_TEXTO PROPORCIONADO_

- - -

# Transformador de alimentación



## cmonedero (Nov 4, 2006)

Hola, quisiera saber si alguien puede decirme donde encontrar el esquema electrico (detallado) de un transformador de "alimentacion" europea a "alimentacion" americana.

POR FAVOR, no quiero que se me remita a paginas donde comprar dicho aparato.

Gracias a todos/as.


----------



## fdesergio (Nov 5, 2006)

Perdon aclara que necesitas una fuente de poder de AC o DC??


----------



## Andres Cuenca (Nov 5, 2006)

Creo que se refiere a un transformador reductor de 220v a 110v?


----------



## cmonedero (Nov 5, 2006)

Gracias por contestar.

Lo que necesito es un cambio de Voltaje, Frecuencia y Amperaje, es decir, la alimentacion europea (220v/50Hz) transformarla a la alimentacion americana (110v/60Hz).

- - -

_DATOS REGISTRADOS_

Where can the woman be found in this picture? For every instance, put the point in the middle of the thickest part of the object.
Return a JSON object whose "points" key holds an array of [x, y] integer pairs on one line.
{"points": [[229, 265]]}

- - -

_OBJETIVO A_
Responde estas preguntas sobre el hilo del transformador de alimentación:
(i) ¿A qué páginas pide cmonedero que no se le remita?
(ii) ¿Qué pregunta fdesergio para aclarar la consulta?
(iii) ¿Qué voltaje y qué frecuencia indica cmonedero para la alimentación americana?
_OBJETIVO B_
¿Puedes continuar el hilo sobre el transformador de alimentación como prolongación del último mensaje de cmonedero?

_RESPUESTA A_
(i) A páginas donde comprar dicho aparato.
(ii) Si necesita una fuente de poder de AC o de DC.
(iii) 110 V y 60 Hz.

_RESPUESTA B_
Gracias de nuevo.


----------



## mustangV8 (Nov 6, 2006)

la frecuencia no es problema salvo que uses un transformador sintonizado (seria raro). Un autotransformador de 220 a 110 de la potencia necesaria es suficiente. La potencia se calcula multiplicando la tension por la corriente (la RMS en Watts y la aparente en VA o volt-ampère). Pero si conoces la potencia de lo que le vayas a conectar calcula cuanta corriente necesita y pedi un transformador que aguante eso y un poco mas para estar cubierto. Saludos.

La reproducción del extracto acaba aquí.